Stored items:
****************

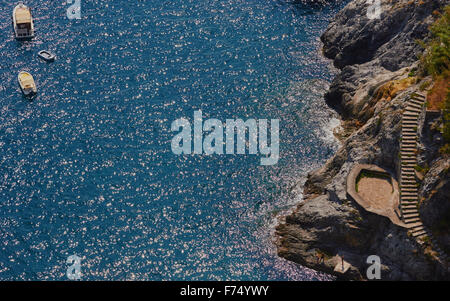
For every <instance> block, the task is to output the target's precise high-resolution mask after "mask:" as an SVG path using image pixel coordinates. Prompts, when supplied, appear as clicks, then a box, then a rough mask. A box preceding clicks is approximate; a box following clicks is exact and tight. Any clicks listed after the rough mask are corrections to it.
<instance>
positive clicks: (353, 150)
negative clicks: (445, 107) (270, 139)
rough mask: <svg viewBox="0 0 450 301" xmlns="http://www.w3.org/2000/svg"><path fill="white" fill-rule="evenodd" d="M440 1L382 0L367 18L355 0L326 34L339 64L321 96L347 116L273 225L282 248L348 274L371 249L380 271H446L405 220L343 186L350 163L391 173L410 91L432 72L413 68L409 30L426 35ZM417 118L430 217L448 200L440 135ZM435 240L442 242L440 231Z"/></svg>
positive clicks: (353, 165) (362, 270) (328, 57)
mask: <svg viewBox="0 0 450 301" xmlns="http://www.w3.org/2000/svg"><path fill="white" fill-rule="evenodd" d="M445 4H448V1H439V0H422V1H409V0H400V1H388V0H384V1H382V6H381V9H382V13H381V18H380V19H373V20H370V19H368V18H367V17H366V13H367V8H368V6H369V5H368V4H367V1H366V0H354V1H352V2H350V3H349V4H348V5H347V6H346V7H345V8H344V9H343V10H342V11H341V12H340V13H339V14H338V15H337V16H336V17H335V19H334V21H333V22H332V23H331V24H330V25H329V27H328V29H327V31H326V32H325V33H324V34H323V36H322V41H323V43H324V48H323V52H324V54H325V56H327V57H328V58H330V59H333V61H334V64H335V66H336V67H338V68H340V69H341V73H340V74H339V75H338V76H337V77H336V78H335V80H334V81H333V83H332V85H331V88H330V90H329V92H328V93H327V94H326V101H327V102H328V103H329V104H330V105H331V106H332V107H334V108H336V109H337V110H338V111H339V112H340V113H341V115H342V117H343V119H344V128H345V130H344V131H342V132H341V133H340V135H341V136H342V137H343V138H342V139H343V146H342V147H341V149H340V150H339V151H338V152H337V154H336V155H335V156H334V157H332V158H331V159H330V160H329V161H328V162H327V163H326V164H325V165H324V166H323V167H322V168H321V169H319V170H316V171H313V172H312V173H310V174H309V175H308V180H307V182H306V184H305V187H304V196H303V197H304V200H303V201H302V202H301V203H300V204H299V205H298V207H297V208H296V210H295V211H294V212H293V213H292V214H291V215H289V216H287V217H286V220H285V221H284V222H283V223H281V224H280V225H279V226H278V227H277V236H278V253H279V255H280V256H282V257H284V258H287V259H289V260H292V261H294V262H297V263H300V264H302V265H305V266H308V267H310V268H313V269H316V270H320V271H324V272H327V273H330V274H335V275H339V276H342V277H345V278H350V279H364V278H365V277H366V269H367V267H368V266H369V265H368V264H367V263H366V259H367V257H368V256H369V255H378V256H379V257H380V258H381V264H382V279H384V280H412V279H426V280H431V279H444V278H446V277H448V273H447V268H446V267H445V266H444V265H443V263H442V262H439V261H436V260H434V259H433V256H430V254H429V253H427V250H426V248H424V247H423V246H420V245H419V244H418V243H417V242H416V241H415V239H413V238H411V237H410V236H408V234H407V231H406V229H405V228H402V227H398V226H395V225H394V224H392V223H391V222H390V220H389V219H387V218H385V217H382V216H378V215H376V214H373V213H369V212H367V211H365V210H364V209H363V208H361V207H359V206H358V204H356V203H355V202H353V201H352V200H350V199H349V198H348V196H347V193H346V178H347V175H348V173H349V172H350V170H351V168H352V167H353V166H354V164H356V163H361V164H375V165H378V166H380V167H382V168H385V169H387V170H390V171H392V172H393V173H394V174H398V172H399V168H400V166H399V164H400V163H399V148H400V142H399V138H400V132H401V118H402V113H403V111H404V109H405V107H406V102H407V100H408V99H409V96H410V95H411V94H412V93H413V92H415V91H419V90H421V89H420V88H421V87H422V86H423V82H424V81H427V80H430V79H429V78H428V79H427V78H425V79H419V78H417V77H416V76H415V75H414V70H415V69H416V67H417V64H418V63H417V59H418V55H419V54H420V52H421V51H422V48H421V47H420V46H419V45H418V44H417V42H416V40H417V39H421V40H423V39H426V38H427V36H428V34H429V33H428V27H429V25H430V24H431V23H432V22H433V20H434V19H433V12H434V11H435V10H438V9H441V8H442V7H443V6H444V5H445ZM423 115H424V114H423ZM421 118H422V119H421V120H422V122H421V124H422V125H423V126H420V128H419V131H420V133H421V135H420V139H421V141H420V148H421V150H422V152H421V153H422V154H423V155H421V156H420V159H419V164H425V163H426V165H427V166H430V169H429V172H427V173H426V174H425V176H424V179H423V184H422V186H421V188H420V193H421V196H422V203H423V205H422V206H421V208H420V211H421V218H422V219H423V221H424V223H425V224H426V225H427V226H430V227H436V225H435V224H436V221H439V220H442V219H443V218H445V214H446V212H448V208H449V204H448V203H449V200H448V195H449V194H448V192H449V191H448V189H449V184H448V174H447V172H448V166H449V164H450V160H449V159H448V157H447V158H444V157H440V155H439V152H438V151H437V149H438V148H439V146H440V144H441V142H442V137H441V136H440V134H439V132H438V131H435V130H433V129H432V124H433V120H431V121H429V120H428V119H425V116H422V117H421ZM443 232H445V231H443ZM447 233H448V231H447ZM439 240H440V241H441V242H442V243H443V244H444V245H445V243H447V244H448V236H446V234H444V235H442V236H441V237H440V238H439ZM341 257H343V258H344V259H345V261H346V262H348V263H349V264H350V268H349V271H348V272H346V273H345V274H344V275H341V273H336V272H334V268H335V266H336V265H337V264H338V263H339V262H340V260H341V259H340V258H341ZM319 258H323V260H320V259H319Z"/></svg>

****************

### What to produce
Copy out every line of the records above verbatim, with the pictures left out.

### Task solution
For every <instance> block, the task is to output the target's precise high-resolution mask after "mask:" as an SVG path using image pixel coordinates. Prompts, when supplied, appear as clicks, then a box, then a rough mask. A box preceding clicks is approximate; a box following clicks is exact and tight. Any clicks listed after the rough mask are corrections to it.
<instance>
positive clicks: (353, 150)
negative clicks: (445, 107) (270, 139)
rough mask: <svg viewBox="0 0 450 301" xmlns="http://www.w3.org/2000/svg"><path fill="white" fill-rule="evenodd" d="M440 1L382 0L367 18L355 0L326 34L339 64L321 96L347 116L273 225L282 248L348 274L371 249L380 271H446L405 220L343 186L350 163L391 173L410 91L432 72L413 68L409 30L426 35ZM417 118L430 217L448 200L440 135ZM435 240L442 242L440 231Z"/></svg>
positive clicks: (353, 165) (362, 270) (328, 57)
mask: <svg viewBox="0 0 450 301" xmlns="http://www.w3.org/2000/svg"><path fill="white" fill-rule="evenodd" d="M445 4H448V1H439V0H422V1H409V0H400V1H388V0H384V1H382V6H381V9H382V13H381V18H380V19H373V20H370V19H368V18H367V17H366V13H367V8H368V6H369V5H368V4H367V1H366V0H354V1H352V2H350V3H349V4H348V5H347V6H346V7H345V8H344V9H343V10H342V11H341V12H340V13H339V14H338V15H337V16H336V17H335V19H334V21H333V22H332V23H331V24H330V25H329V27H328V29H327V31H326V32H325V33H324V34H323V36H322V41H323V43H324V48H323V52H324V54H325V56H327V57H328V58H330V59H333V61H334V64H335V66H336V67H338V68H340V69H341V73H340V74H339V75H338V76H337V77H336V78H335V80H334V81H333V83H332V85H331V88H330V90H329V92H328V93H327V94H326V101H327V102H328V103H329V104H330V105H331V106H332V107H334V108H336V109H337V110H338V111H339V112H340V113H341V115H342V117H343V119H344V128H345V130H344V131H342V132H341V133H340V135H341V136H342V137H343V138H342V139H343V146H342V147H341V149H340V150H339V151H338V152H337V154H336V155H335V156H334V157H332V158H331V159H330V160H329V161H328V162H327V163H326V164H325V165H324V166H323V167H322V168H321V169H319V170H316V171H313V172H312V173H310V174H309V175H308V180H307V182H306V184H305V187H304V196H303V197H304V200H303V201H302V202H301V203H300V204H299V205H298V207H297V208H296V210H295V211H294V212H293V213H292V214H291V215H289V216H287V217H286V220H285V221H284V222H283V223H281V224H280V225H279V226H278V227H277V236H278V253H279V255H280V256H282V257H284V258H287V259H289V260H292V261H294V262H297V263H300V264H302V265H305V266H308V267H310V268H313V269H316V270H320V271H324V272H327V273H330V274H335V275H339V276H342V277H345V278H350V279H364V278H365V277H366V269H367V267H368V266H369V265H368V264H367V263H366V259H367V257H368V256H369V255H378V256H379V257H380V258H381V264H382V279H384V280H412V279H426V280H431V279H444V278H446V277H448V273H447V268H446V267H445V266H444V265H443V263H442V262H439V261H436V260H434V259H433V256H430V254H429V253H427V250H426V248H424V247H423V246H420V245H419V244H418V243H417V242H416V241H415V239H413V238H411V237H410V236H408V234H407V231H406V229H405V228H402V227H398V226H395V225H394V224H392V223H391V222H390V220H389V219H387V218H385V217H382V216H378V215H376V214H373V213H369V212H367V211H365V210H364V209H363V208H361V207H359V206H358V204H356V203H355V202H353V201H352V200H350V199H349V198H348V196H347V193H346V178H347V175H348V173H349V172H350V170H351V168H352V167H353V166H354V164H356V163H361V164H375V165H378V166H380V167H382V168H385V169H387V170H390V171H392V172H393V173H394V174H398V172H399V168H400V166H399V164H400V163H399V148H400V142H399V138H400V132H401V118H402V113H403V111H404V109H405V107H406V102H407V100H408V99H409V96H410V95H411V94H412V93H413V92H415V91H419V90H421V89H420V88H421V87H422V86H423V82H424V81H427V80H430V79H429V78H428V79H427V78H425V79H419V78H417V77H416V76H415V75H414V70H415V69H416V67H417V64H418V63H417V59H418V55H419V54H420V52H421V51H422V48H421V47H420V46H419V45H418V44H417V42H416V40H417V39H421V40H423V39H426V38H427V36H428V34H429V33H428V27H429V25H430V24H431V23H432V22H433V20H434V19H433V12H434V11H435V10H438V9H441V8H442V7H443V6H444V5H445ZM423 115H424V114H423ZM421 118H422V119H421V120H422V122H421V124H422V125H423V126H420V128H419V131H420V133H421V135H420V139H421V141H420V148H421V150H422V152H421V153H422V154H423V155H421V156H420V159H419V164H425V163H426V165H427V166H430V169H429V172H427V173H426V174H425V176H424V179H423V184H422V186H421V188H420V193H421V196H422V203H423V205H422V206H421V208H420V211H421V218H422V219H423V221H424V223H425V224H426V225H427V226H430V227H436V225H435V224H436V221H439V220H442V219H443V218H445V214H446V212H448V208H449V204H448V203H449V200H448V195H449V194H448V192H449V191H448V189H449V184H448V174H447V172H448V166H449V164H450V160H449V159H448V157H447V158H444V157H440V155H439V152H438V151H437V149H438V148H439V146H440V144H441V142H442V137H441V136H440V134H439V132H438V131H435V130H433V129H432V124H433V120H431V121H429V120H428V119H425V116H422V117H421ZM443 232H445V231H443ZM447 233H448V231H447ZM439 240H440V241H441V242H442V243H443V244H444V245H445V243H447V244H448V236H446V234H444V235H442V236H441V237H440V238H439ZM341 257H343V258H344V259H345V261H346V262H348V263H349V264H350V268H349V271H348V272H346V273H345V274H344V275H341V273H336V272H334V268H335V266H336V265H337V264H338V263H339V262H340V260H341V259H340V258H341ZM319 258H323V260H320V259H319Z"/></svg>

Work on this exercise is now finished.